____ STORED RECORDS

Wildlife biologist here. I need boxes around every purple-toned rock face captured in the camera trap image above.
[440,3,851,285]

________
____ STORED RECORDS

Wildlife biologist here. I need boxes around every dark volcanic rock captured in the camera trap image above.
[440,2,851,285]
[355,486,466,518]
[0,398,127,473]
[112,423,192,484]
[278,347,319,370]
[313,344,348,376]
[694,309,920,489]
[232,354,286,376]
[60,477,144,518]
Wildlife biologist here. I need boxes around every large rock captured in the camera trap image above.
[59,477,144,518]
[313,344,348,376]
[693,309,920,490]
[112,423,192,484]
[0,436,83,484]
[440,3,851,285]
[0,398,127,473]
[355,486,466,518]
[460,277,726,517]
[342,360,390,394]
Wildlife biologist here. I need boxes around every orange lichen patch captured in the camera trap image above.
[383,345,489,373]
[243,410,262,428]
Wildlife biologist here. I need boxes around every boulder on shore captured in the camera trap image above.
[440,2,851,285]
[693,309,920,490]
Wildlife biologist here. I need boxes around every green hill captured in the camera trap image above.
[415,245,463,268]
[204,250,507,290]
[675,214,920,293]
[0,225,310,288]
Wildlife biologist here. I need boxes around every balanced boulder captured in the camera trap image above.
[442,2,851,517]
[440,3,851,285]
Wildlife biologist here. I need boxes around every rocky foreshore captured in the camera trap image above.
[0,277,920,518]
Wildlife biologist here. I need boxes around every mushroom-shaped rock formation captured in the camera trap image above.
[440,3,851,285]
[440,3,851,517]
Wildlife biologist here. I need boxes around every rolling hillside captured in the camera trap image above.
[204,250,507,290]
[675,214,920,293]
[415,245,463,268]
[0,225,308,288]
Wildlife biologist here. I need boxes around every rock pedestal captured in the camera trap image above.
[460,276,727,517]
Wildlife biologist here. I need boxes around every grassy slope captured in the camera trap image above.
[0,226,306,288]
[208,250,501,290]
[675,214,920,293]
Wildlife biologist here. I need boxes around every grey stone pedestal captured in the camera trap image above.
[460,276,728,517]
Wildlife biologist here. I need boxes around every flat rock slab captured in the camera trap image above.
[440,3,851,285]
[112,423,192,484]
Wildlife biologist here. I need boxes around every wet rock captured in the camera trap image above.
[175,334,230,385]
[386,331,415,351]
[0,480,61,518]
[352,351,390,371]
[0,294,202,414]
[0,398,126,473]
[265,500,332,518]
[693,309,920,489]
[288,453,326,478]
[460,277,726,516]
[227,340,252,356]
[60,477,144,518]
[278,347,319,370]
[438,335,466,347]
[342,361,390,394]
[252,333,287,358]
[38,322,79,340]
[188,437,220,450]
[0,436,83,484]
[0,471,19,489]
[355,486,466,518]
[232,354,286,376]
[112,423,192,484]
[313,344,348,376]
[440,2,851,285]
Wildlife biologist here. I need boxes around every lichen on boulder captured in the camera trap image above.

________
____ STORED RECORDS

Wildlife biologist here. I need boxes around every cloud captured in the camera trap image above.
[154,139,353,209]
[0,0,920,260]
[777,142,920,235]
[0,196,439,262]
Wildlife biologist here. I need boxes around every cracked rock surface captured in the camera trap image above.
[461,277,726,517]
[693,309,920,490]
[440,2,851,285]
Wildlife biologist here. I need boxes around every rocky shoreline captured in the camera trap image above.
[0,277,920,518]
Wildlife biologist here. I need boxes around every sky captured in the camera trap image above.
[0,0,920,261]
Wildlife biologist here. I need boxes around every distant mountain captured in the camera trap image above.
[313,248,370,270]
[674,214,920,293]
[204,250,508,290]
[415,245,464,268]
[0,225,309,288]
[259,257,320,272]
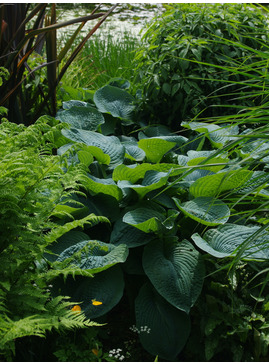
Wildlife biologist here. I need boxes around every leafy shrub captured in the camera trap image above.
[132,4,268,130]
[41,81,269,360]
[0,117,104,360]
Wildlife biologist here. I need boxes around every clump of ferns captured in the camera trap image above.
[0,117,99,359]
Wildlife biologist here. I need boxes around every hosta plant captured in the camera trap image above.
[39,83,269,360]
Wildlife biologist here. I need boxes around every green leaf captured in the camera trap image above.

________

Rewrite the lines starting with the line containing "Wildlife biologist here. I need boxes around every balanced" and going on through the line containing "[460,276,727,517]", replacing "Wildlife biologist" with "Field ecologist" and leaving everything else unchanged.

Field ecologist here. I need boxes around every balanced boulder captured in the camera trap image above.
[442,2,851,517]
[440,3,851,285]
Field ecologist here. I need boxes around every rocky foreshore captured in the camera trap image above.
[0,277,920,518]
Field ecologist here. I need boxes around every mushroom-shaped rock formation captured in the camera trap image above.
[440,3,851,285]
[440,3,851,517]
Field ecologist here. I need boxes around every rolling hillside captured in the camera trap image above.
[204,250,507,290]
[675,214,920,293]
[415,245,463,268]
[0,225,308,288]
Field ecologist here. I need boxes around every rock pedestal captured in the camera trap image above.
[460,276,727,517]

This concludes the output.